*Exercise passage*
*** Begin section ***

PHILADELPHIA — Stephen E. Kimmel, MD, MSCE, professor of Medicine and Epidemiology at the Perelman School of Medicine at the University of Pennsylvania, has received a $1.6 million grant from the National Institutes of Health’s National Human Genome Research Institute (NHGRI) to help find new approaches to implement genomic findings into clinical practice.
Four grants totaling more than $12.8 million for four years were awarded to Penn Medicine, Mount Sinai, Duke University and University of Florida, as part of the NHGRI’s Genomic Medicine Pilot Demonstration Projects (GMPDP) program.
Most see genomics as the key to major advances in disease diagnostics, treatment and prevention. But for many, how to best use this information in a healthcare setting remains challenging. The GMPDP program is designed to address such challenges and help find solutions.
Penn Medicine will serve as the Coordinating Center to ensure that the various institutions collaborate, share data and insights, and, in the end, come up with more generalizable results that can be used in a wider application.
“A collaborative, strategic, and rigorous approach to addressing the barriers and applying solutions to genomic implementation is required to maximize its public health impact,” said Dr. Kimmel. “We'll work together with each of the centers, and collect information that the sites need to answer larger questions about this implementation and help establish a framework that can apply to the use of genomics more broadly.”

*** End section ***

*Instructions to follow*
Extend the news release on the Penn Medicine genomic medicine grant, picking up after its final sentence.

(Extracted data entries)
*** Begin section ***

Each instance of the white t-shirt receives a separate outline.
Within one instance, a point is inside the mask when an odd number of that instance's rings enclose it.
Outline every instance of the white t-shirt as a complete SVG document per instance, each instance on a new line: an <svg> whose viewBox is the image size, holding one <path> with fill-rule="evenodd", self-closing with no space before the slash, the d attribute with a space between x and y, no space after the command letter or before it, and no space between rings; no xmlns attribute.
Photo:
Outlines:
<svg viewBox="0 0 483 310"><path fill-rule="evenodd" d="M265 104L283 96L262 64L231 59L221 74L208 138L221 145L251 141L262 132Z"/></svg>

*** End section ***

*Response to this task*
The coordinating center team will also pay special attention to the developing ethical, social and legal implications of implementing genomics into medicine and patient care.
“Groups around the country have begun to explore the use of genomic medicine, and many have been studying new ways to take genomic results and implement them into electronic medical records and clinical care,” said Heather Junkins, NHGRI health science analyst. “We're still learning the best ways to do this and putting together a funded consortium of investigators allows people to network, develop best practices and disseminate information.”
The four-year awards total $2.6 million in the first year, and if funding remains available, approximately $12.8 million overall. Dr. Kimmel’s grant (HG007266) is for $1.6 million for four years.